# Sleep and Dreams > General Dream Discussion > Nightmares and Recurring Dreams >  >  Recurring nine-tailed fox spirit dream

## HeartWeaver

Over the last few years, I have recurring dreams of a similar theme, sometimes spread out over months, sometimes within the same few days.

In my dream, the recurring theme is that my ex-fiance is represented as a nine-tailed fox spirit. I suspect this has partly to do with the fact that he adores foxes and many people around me describes him as shrewd, sneaky, a recluse and seductive, many of which are associated with the lore of nine-tailed foxes. I was completely obsessed with him since I knew him, though briefly forgetting him when I date other people, but whenever I am single, my limerence towards him was overpowering, but I never initiated as I thought he is out of my league. I found out that he felt the same way towards me, albeit he hid it well until that point. In the meantime, my husband is represented as a male nymph. Maybe I have been reading too much creepy stories at night to contribute to this, but usually the dreams are not gory or scary.

→ Entries supplied
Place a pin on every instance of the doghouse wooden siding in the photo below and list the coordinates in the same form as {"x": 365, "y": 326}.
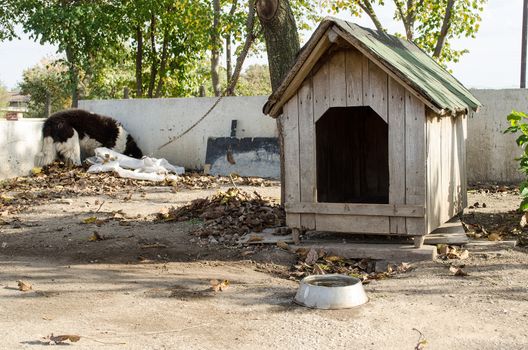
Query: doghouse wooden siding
{"x": 425, "y": 110}
{"x": 405, "y": 116}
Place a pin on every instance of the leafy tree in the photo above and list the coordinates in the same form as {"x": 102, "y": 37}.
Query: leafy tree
{"x": 47, "y": 85}
{"x": 432, "y": 24}
{"x": 82, "y": 30}
{"x": 519, "y": 125}
{"x": 168, "y": 38}
{"x": 254, "y": 81}
{"x": 7, "y": 15}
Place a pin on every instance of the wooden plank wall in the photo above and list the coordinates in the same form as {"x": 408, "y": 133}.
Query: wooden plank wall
{"x": 396, "y": 115}
{"x": 348, "y": 78}
{"x": 290, "y": 120}
{"x": 307, "y": 151}
{"x": 414, "y": 160}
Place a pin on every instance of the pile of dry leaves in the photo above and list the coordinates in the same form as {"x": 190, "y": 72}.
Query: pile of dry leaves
{"x": 229, "y": 215}
{"x": 313, "y": 262}
{"x": 59, "y": 181}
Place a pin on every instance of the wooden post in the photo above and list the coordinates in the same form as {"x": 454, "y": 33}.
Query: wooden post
{"x": 524, "y": 42}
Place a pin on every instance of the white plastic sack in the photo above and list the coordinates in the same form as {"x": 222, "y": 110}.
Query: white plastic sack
{"x": 150, "y": 169}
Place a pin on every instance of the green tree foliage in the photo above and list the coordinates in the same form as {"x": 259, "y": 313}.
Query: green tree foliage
{"x": 254, "y": 81}
{"x": 432, "y": 24}
{"x": 7, "y": 20}
{"x": 82, "y": 30}
{"x": 168, "y": 37}
{"x": 47, "y": 81}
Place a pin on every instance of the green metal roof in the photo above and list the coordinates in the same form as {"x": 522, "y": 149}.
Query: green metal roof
{"x": 403, "y": 58}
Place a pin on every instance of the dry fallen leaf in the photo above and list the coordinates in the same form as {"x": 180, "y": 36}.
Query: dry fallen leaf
{"x": 443, "y": 249}
{"x": 255, "y": 238}
{"x": 318, "y": 270}
{"x": 524, "y": 220}
{"x": 219, "y": 286}
{"x": 36, "y": 170}
{"x": 311, "y": 257}
{"x": 24, "y": 286}
{"x": 58, "y": 339}
{"x": 457, "y": 271}
{"x": 95, "y": 237}
{"x": 464, "y": 254}
{"x": 494, "y": 237}
{"x": 283, "y": 245}
{"x": 90, "y": 220}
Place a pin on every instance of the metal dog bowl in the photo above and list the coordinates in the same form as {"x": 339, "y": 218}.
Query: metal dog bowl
{"x": 330, "y": 292}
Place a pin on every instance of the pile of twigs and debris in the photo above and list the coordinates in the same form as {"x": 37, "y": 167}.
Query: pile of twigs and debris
{"x": 58, "y": 181}
{"x": 228, "y": 215}
{"x": 313, "y": 262}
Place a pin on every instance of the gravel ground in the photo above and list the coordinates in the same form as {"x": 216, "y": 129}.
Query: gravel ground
{"x": 147, "y": 287}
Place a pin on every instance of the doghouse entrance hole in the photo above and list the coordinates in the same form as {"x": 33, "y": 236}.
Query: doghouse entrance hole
{"x": 352, "y": 156}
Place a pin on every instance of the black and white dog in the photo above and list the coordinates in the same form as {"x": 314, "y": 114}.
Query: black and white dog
{"x": 74, "y": 134}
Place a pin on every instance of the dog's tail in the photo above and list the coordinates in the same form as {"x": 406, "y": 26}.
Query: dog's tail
{"x": 49, "y": 152}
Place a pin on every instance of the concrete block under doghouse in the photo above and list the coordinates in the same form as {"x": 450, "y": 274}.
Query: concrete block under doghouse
{"x": 374, "y": 135}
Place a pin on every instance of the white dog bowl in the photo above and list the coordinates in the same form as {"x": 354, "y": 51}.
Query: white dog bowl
{"x": 330, "y": 292}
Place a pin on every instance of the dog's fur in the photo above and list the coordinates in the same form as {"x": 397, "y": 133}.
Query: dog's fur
{"x": 74, "y": 134}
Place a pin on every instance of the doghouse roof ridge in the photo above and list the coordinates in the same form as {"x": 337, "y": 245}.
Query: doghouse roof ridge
{"x": 401, "y": 59}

→ Problems and tasks
- A) In the fox spirit dream post, rewrite everything from "## HeartWeaver" down to "same few days.", substituting "weeks" for "months".
- B) In the fox spirit dream post, what is the husband represented as in the dreams?
- C) According to the fox spirit dream post, what words do people around the writer use to describe the ex-fiance?
The items come from a separate source and are unrelated to the forum post.

→ Responses
- A)
## HeartWeaver

Over the last few years, I have recurring dreams of a similar theme, sometimes spread out over weeks, sometimes within the same few days.

- B) A male nymph.

- C) Shrewd, sneaky, a recluse, and seductive.